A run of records
* start *
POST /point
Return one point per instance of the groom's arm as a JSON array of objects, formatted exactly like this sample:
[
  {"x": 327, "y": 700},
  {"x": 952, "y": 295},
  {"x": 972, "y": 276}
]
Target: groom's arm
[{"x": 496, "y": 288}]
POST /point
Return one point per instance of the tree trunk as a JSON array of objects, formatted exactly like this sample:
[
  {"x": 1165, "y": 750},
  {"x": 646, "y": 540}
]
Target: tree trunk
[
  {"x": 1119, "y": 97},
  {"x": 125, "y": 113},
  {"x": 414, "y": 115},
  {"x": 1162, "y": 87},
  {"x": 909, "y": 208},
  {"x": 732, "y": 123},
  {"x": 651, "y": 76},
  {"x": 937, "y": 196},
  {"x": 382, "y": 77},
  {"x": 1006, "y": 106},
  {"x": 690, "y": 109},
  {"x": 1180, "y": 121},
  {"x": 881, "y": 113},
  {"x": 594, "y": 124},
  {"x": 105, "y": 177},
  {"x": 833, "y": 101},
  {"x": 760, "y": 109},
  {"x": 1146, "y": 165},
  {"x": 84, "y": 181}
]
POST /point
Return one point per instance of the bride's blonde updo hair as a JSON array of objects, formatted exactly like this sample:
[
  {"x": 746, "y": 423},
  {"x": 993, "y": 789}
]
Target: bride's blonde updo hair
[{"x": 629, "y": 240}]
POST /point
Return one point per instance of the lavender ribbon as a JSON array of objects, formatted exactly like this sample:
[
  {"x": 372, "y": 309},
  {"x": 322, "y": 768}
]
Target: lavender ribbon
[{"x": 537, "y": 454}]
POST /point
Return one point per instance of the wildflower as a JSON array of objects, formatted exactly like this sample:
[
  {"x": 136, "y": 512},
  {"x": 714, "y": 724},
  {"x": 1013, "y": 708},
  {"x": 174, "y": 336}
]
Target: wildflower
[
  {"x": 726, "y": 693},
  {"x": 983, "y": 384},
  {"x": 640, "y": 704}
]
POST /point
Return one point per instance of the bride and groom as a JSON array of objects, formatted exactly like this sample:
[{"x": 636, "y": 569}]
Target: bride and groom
* end *
**Stated problem**
From the data above, extract every line in its exact form.

**Task response**
POST /point
Return one point per instance of the groom's arm as a JSON array of objects, formatted exactly like this sample:
[
  {"x": 327, "y": 700},
  {"x": 952, "y": 295},
  {"x": 972, "y": 276}
]
Target: groom's arm
[{"x": 496, "y": 288}]
POST /point
Return one point per instance of the tree trunk as a JSON array of objects, formatted exactly like this sample:
[
  {"x": 1165, "y": 750},
  {"x": 646, "y": 540}
]
Target: tree trunk
[
  {"x": 1119, "y": 97},
  {"x": 125, "y": 113},
  {"x": 414, "y": 115},
  {"x": 1162, "y": 87},
  {"x": 909, "y": 208},
  {"x": 732, "y": 123},
  {"x": 651, "y": 76},
  {"x": 937, "y": 196},
  {"x": 382, "y": 77},
  {"x": 1006, "y": 106},
  {"x": 690, "y": 109},
  {"x": 1180, "y": 121},
  {"x": 881, "y": 113},
  {"x": 594, "y": 124},
  {"x": 105, "y": 177},
  {"x": 833, "y": 101},
  {"x": 760, "y": 109},
  {"x": 1146, "y": 165},
  {"x": 84, "y": 181}
]
POST /point
Return one point per instance of the bride's blonde updo hair as a JSON array of objects, formatted exactly like this sample:
[
  {"x": 746, "y": 423},
  {"x": 993, "y": 789}
]
Target: bride's blonde updo hair
[{"x": 629, "y": 240}]
POST /point
Return one point per instance of the lavender ribbon as a JSON array of objects, formatted exactly like this sample:
[
  {"x": 372, "y": 309},
  {"x": 322, "y": 768}
]
Target: lavender ribbon
[{"x": 537, "y": 454}]
POST /point
Return one point per instance of the wildflower as a JSON array of objects, formatted exactly like this sample:
[
  {"x": 136, "y": 512},
  {"x": 714, "y": 724},
  {"x": 1013, "y": 708},
  {"x": 174, "y": 336}
]
Target: wildflower
[
  {"x": 726, "y": 693},
  {"x": 983, "y": 384},
  {"x": 640, "y": 704}
]
POST /point
Return one point per instance of the bride and groom as a JSON array of objects, formatted exactly like this sample:
[{"x": 636, "y": 569}]
Target: bride and groom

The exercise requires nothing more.